» TASK PROMPT: Aside from the pictures, the entries should be given again exactly.

------------------------------------------------------------------------

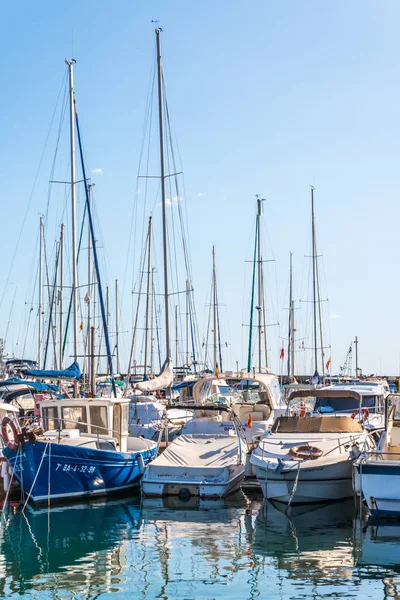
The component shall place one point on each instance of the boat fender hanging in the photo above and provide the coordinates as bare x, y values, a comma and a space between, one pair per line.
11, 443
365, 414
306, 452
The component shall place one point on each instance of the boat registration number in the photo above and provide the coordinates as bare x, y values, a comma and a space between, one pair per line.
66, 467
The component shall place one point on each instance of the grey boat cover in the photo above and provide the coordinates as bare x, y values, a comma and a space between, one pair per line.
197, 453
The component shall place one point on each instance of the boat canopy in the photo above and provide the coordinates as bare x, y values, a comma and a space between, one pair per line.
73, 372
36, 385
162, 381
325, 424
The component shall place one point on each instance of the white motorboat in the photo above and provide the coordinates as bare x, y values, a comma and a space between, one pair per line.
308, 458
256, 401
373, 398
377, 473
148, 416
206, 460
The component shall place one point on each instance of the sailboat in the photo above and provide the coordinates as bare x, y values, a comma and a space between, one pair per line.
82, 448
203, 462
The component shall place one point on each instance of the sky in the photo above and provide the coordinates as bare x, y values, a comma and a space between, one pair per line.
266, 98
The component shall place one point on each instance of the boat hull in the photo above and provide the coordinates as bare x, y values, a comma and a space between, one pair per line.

------------------------------------------------------------------------

» ANSWER SPACE:
The component shall place one point on each instance of the boat fender hanging in the photo above and provide the coordinates as bare x, y values, a comma and a space between, one pair per line.
11, 443
365, 414
306, 452
The component shall place one point on each instance of the boat registration number in the photo above and provide the coordinates as bare x, y values, a comma and a space between, one pair per line.
66, 467
The component shall place one point on each instance of the grey boat cover in the photo above and provide the coordinates as bare x, y values, a comma and a space between, one pair per line.
197, 453
The component shall place one point on each instance of the boat canopy in the photo above and provide the coordinates as bare x, y values, a comma and a space between, one pair per line.
73, 372
36, 385
162, 381
325, 424
The component shall place one point on each instance of the white motorboat in the photo above and provide the coordinates as bare x, y values, a comma and a space between, one pair per line.
308, 458
256, 401
373, 398
377, 473
148, 416
206, 460
The component shall place one point on each instance of the sailboat in the photo above and provide the coordinates as bare x, y values, a comma and a space between, one pair per line.
82, 448
203, 462
The component shall place one point on each instance of the sky in the photo above and provide the coordinates as bare x, y values, a comma and a space between, one pair per line.
266, 98
The component shall place one point on each instance of the boat hull in the photo above and provide the coordinates as bare x, y values, a comma and a space between, one pair per line.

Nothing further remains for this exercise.